**** TEXT TO READ

I have a massive 25GB CSV file. I know that there are ~500 Million records in the file.
I want to do some basic analysis with the data. Nothing too fancy.
I don't want to use Hadoop/Pig, not yet atleast.
I have written a java program to do my analysis concurrently. Here is what I am doing.
class MainClass {
public static void main(String[] args) {
long start = 1;
long increment = 10000000;
OpenFileAndDoStuff a = new OpenFileAndDoStuff[50];
for(int i=0;i<50;i++) {
a[i] = new OpenFileAndDoStuff("path/to/50GB/file.csv",start,start+increment-1);
a[i].start();
start += increment;
}
for(OpenFileAndDoStuff obj : a) {
obj.join();
}
//do aggregation
}
}
class OpenFileAndDoStuff extends Thread {
volatile HashMap<Integer, Integer> stuff = new HashMap<>();
BufferedReader _br;
long _end;
OpenFileAndDoStuff(String filename, long startline, long endline) throws IOException, FileNotFoundException {
_br = new BufferedReader(new FileReader(filename));
long counter=0;
//move the bufferedReader pointer to the startline specified
while(counter++ < start)
_br.readLine();
this._end = end;
}
void doStuff() {
//read from buffered reader until end of file or until the specified endline is reached and do stuff
}
public void run() {
doStuff();
}
public HashMap<Integer, Integer> getStuff() {
return stuff;
}
}
I thought doing this I could open 50 bufferedReaders, all reading 10 million lines chucks in parallel and once all of them are done doing their stuff, I'd aggregate them.

********
**** RECORDED INFORMATION

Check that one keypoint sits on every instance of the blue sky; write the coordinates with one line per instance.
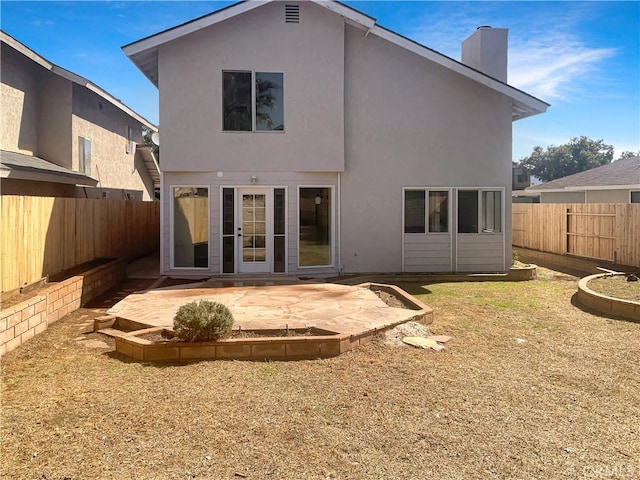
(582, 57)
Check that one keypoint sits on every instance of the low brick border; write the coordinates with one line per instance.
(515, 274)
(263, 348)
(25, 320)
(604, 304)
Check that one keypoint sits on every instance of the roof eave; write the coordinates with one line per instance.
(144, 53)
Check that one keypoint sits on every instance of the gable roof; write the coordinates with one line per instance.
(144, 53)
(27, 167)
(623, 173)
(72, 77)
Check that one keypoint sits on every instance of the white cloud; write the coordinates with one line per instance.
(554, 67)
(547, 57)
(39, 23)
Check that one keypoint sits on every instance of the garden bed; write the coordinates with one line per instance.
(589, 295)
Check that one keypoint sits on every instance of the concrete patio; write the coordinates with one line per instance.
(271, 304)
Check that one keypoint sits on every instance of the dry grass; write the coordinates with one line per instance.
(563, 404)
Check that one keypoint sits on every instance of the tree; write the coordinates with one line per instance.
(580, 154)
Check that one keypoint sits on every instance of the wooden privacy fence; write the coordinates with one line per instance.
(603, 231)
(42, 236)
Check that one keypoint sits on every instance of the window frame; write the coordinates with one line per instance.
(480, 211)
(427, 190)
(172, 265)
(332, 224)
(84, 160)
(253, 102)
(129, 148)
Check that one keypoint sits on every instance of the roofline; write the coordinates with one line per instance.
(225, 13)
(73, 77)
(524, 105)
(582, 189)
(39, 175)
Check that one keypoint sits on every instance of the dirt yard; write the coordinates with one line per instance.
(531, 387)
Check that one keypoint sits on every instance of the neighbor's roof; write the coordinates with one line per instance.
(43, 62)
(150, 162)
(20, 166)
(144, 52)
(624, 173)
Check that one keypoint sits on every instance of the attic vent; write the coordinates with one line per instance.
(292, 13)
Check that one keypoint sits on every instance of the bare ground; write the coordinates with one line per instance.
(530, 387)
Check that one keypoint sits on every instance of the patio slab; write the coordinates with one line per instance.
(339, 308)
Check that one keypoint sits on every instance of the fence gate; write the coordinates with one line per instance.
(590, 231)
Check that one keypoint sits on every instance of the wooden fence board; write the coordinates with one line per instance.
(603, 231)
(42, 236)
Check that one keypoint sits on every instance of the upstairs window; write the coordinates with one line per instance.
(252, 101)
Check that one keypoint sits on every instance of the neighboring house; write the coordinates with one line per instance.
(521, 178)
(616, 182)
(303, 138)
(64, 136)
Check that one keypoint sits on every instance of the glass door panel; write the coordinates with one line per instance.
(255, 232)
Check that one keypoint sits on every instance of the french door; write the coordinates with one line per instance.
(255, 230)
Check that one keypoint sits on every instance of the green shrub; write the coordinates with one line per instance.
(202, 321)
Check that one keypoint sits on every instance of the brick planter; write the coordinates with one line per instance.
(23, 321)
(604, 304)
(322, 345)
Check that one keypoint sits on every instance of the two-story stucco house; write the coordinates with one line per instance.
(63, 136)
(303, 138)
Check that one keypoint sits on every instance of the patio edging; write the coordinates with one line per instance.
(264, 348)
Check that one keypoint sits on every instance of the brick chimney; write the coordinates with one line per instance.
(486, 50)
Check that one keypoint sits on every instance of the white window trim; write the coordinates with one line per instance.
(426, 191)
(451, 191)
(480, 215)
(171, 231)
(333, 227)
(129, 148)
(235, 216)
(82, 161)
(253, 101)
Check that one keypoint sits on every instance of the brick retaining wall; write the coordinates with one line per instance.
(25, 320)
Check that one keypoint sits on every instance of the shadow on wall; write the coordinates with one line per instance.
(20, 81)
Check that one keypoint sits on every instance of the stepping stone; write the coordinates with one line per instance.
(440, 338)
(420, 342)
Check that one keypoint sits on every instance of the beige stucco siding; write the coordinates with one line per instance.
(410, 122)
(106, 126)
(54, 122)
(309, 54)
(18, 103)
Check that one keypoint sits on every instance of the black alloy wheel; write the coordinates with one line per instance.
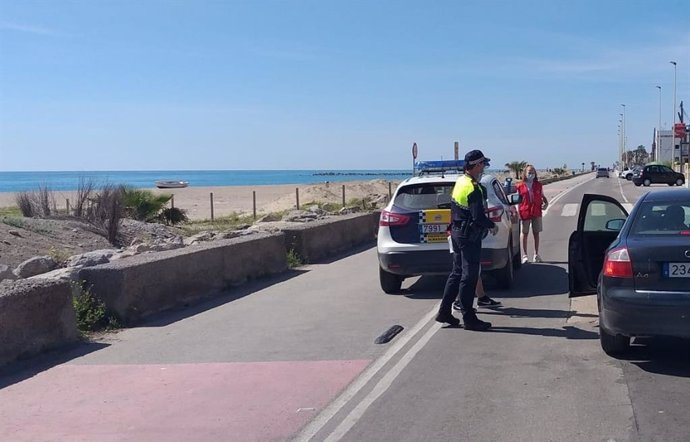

********

**REQUIRED TASK**
Rewrite the passage of the post on the large CSV file from "I have a massive" to "Nothing too fancy.", putting "rows" in place of "records".

**RESULT OF THIS EXERCISE**
I have a massive 25GB CSV file. I know that there are ~500 Million rows in the file.
I want to do some basic analysis with the data. Nothing too fancy.